>> START

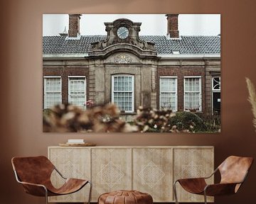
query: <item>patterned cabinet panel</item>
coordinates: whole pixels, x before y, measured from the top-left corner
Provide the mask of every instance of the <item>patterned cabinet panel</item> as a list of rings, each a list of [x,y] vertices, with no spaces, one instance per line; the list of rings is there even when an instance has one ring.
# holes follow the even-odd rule
[[[174,149],[174,181],[208,176],[213,172],[213,147],[191,147]],[[214,182],[213,176],[208,180],[208,183]],[[176,187],[179,202],[203,202],[203,196],[185,191],[179,183],[176,184]],[[214,200],[213,197],[208,197],[207,200],[209,202]]]
[[[133,149],[133,189],[151,194],[154,202],[172,199],[171,149]]]
[[[132,189],[132,149],[92,149],[92,201],[102,193]]]
[[[90,179],[90,148],[49,148],[48,157],[65,177]],[[63,179],[55,171],[52,174],[51,181],[56,187],[63,183]],[[87,202],[89,189],[89,185],[86,185],[75,193],[49,197],[49,202]]]

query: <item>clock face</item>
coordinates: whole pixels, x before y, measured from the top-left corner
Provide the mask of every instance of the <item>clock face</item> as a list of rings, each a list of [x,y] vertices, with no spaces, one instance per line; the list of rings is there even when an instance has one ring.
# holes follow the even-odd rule
[[[126,27],[120,27],[117,29],[117,36],[121,39],[125,39],[128,37],[129,30]]]

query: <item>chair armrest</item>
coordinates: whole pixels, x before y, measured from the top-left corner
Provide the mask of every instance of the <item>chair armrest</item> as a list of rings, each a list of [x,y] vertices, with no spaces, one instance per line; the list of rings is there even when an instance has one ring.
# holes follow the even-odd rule
[[[215,183],[207,185],[204,188],[206,196],[222,196],[234,194],[236,193],[237,185],[240,186],[241,183]]]

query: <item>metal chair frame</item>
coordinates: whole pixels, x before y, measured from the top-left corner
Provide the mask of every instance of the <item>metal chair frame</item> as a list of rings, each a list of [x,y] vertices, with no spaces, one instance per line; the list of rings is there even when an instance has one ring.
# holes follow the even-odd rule
[[[58,174],[64,179],[68,179],[67,178],[64,177],[63,175],[56,169],[56,167],[54,166],[54,170],[55,170]],[[43,189],[45,190],[45,197],[46,197],[46,203],[48,204],[48,189],[46,188],[46,186],[44,185],[42,185],[42,184],[38,184],[38,183],[28,183],[28,182],[23,182],[23,181],[21,181],[19,178],[18,178],[18,174],[16,172],[16,171],[14,170],[14,174],[15,174],[15,178],[16,179],[16,181],[18,181],[18,183],[21,183],[21,184],[27,184],[27,185],[31,185],[31,186],[38,186],[38,187],[42,187],[43,188]],[[92,196],[92,183],[91,181],[87,181],[89,183],[90,183],[90,192],[89,192],[89,198],[88,198],[88,203],[87,204],[90,204],[90,200],[91,200],[91,196]],[[85,185],[83,187],[85,187],[86,185]],[[82,188],[83,188],[82,187]],[[75,193],[75,192],[74,192]],[[64,194],[65,195],[65,194]],[[64,195],[61,195],[61,196],[64,196]],[[56,195],[58,196],[58,195]]]
[[[201,177],[201,178],[204,178],[204,179],[210,178],[211,176],[213,176],[218,170],[219,170],[218,168],[216,168],[216,169],[214,170],[213,173],[212,173],[209,176]],[[246,174],[245,174],[243,179],[242,180],[242,181],[238,182],[238,183],[236,183],[236,184],[241,184],[241,183],[242,183],[245,181],[245,178],[246,178],[248,172],[249,172],[248,171],[246,171]],[[177,191],[176,191],[176,183],[177,183],[178,181],[178,179],[176,180],[176,181],[175,181],[174,183],[174,198],[175,198],[175,203],[176,203],[176,204],[179,204],[179,203],[178,202]],[[225,184],[227,184],[227,183],[231,184],[231,183],[226,183]],[[203,197],[204,197],[204,203],[205,203],[205,204],[207,204],[206,190],[207,190],[207,188],[208,188],[209,186],[210,186],[210,185],[213,185],[213,184],[207,185],[207,186],[204,188],[204,189],[203,189]],[[213,185],[214,185],[214,184],[213,184]],[[200,194],[198,194],[198,195],[200,195]]]

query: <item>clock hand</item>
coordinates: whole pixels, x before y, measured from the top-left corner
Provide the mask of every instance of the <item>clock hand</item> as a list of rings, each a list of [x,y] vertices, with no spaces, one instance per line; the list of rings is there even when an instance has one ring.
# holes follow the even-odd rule
[[[125,31],[121,33],[119,35],[123,35],[123,34],[125,33],[128,33],[127,30],[125,30]]]

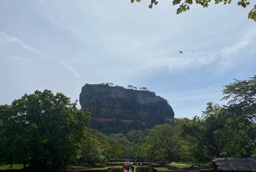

>> END

### Problem statement
Pick out each line in the items above that contains the string "panel", treating uppercase and lowercase as different, and copy those lines.

### Solution
query: <item>patterned cabinet panel</item>
Provide the mask of every instance of the <item>patterned cabinet panel</item> as a list of rings, each a list of [x,y] vertices, with no spaces, one instance per line; the list of rings is there even when an instance has one ring.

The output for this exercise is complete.